# PASSAGE
# Interesting.



## Oak-flat Hunter (Jan 29, 2015)

http://www.alternet.org/news-amp-politics/why-we-all-cling-blindly-our-beliefs food for thought.


----------



## ambush80 (Jan 30, 2015)

interesting comments section.


----------



## gtparts (Jan 30, 2015)

Thought it rather humorous. The grand assumption is that we cling to our beliefs... BLINDLY. If one has ample justification for ones belief, the assertion that he or she is blind is highly assumptive. 

As it relates to this forum, atheists base their belief on their lack of experience with God, while deists most often offer their experiences as justification for their faith. 

Neither has scientific proof supporting his or her position. What remains is pretty much spiritual experience, that which originates apart from the physical. 

The atheist tends to deny spiritual experience. Either he has never truly made himself available to it or it does not exist.

The deist accepts spiritual experience as real because he has been witness to it on a personal level yet has no physical evidence.

Spiritual eyes "see" what physical eyes cannot.


----------



## StriperrHunterr (Jan 30, 2015)

gtparts said:


> Thought it rather humorous. The grand assumption is that we cling to our beliefs... BLINDLY. If one has ample justification for ones belief, the assertion that he or she is blind is highly assumptive.
> 
> As it relates to this forum, atheists base their belief on their lack of experience with God, while deists most often offer their experiences as justification for their faith.
> 
> ...



Excellent post.


----------



## 660griz (Jan 30, 2015)

gtparts said:


> As it relates to this forum, atheists base their belief on their lack of experience with God, while deists most often offer their experiences as justification for their faith.



Sorry. I disagree. Sounds good though.


----------



## StriperrHunterr (Jan 30, 2015)

660griz said:


> Sorry. I disagree. Sounds good though.



About what?


----------



## 660griz (Jan 30, 2015)

StripeRR HunteRR said:


> About what?



What I quoted.


----------



## StriperrHunterr (Jan 30, 2015)

660griz said:


> What I quoted.



Well, there were a couple of points in there you could find fault with, or maybe it's the whole thing, that's why I'm asking.


----------



## 660griz (Jan 30, 2015)

This part, specifically.

# CHALLENGE A
Could you duplicate the lines of the records below, from the line containing "of the brown" through the line containing "Query: brown wooden cabin", inclusive?

# ROWS

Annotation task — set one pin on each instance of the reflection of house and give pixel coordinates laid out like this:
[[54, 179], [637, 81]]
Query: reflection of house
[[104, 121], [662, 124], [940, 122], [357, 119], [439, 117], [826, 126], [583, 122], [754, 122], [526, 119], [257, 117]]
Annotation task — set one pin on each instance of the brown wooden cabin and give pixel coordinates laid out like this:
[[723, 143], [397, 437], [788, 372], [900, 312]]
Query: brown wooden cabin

...

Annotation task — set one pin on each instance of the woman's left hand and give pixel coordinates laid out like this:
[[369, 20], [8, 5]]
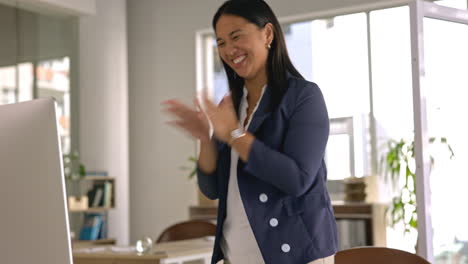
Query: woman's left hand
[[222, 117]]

# CHALLENGE B
Can you set down, word for word, the part of the forum thread above between "## Oak-flat Hunter" and "ambush80 (Jan 30, 2015)", inclusive?

# RIGHT ANSWER A
Annotation task — set one pin on each instance of the brown wooden cabin and give pixel coordinates laid out like this:
[[723, 143], [397, 437], [788, 372], [900, 312]]
Query: brown wooden cabin

# RIGHT ANSWER B
## Oak-flat Hunter (Jan 29, 2015)

http://www.alternet.org/news-amp-politics/why-we-all-cling-blindly-our-beliefs food for thought.


----------



## ambush80 (Jan 30, 2015)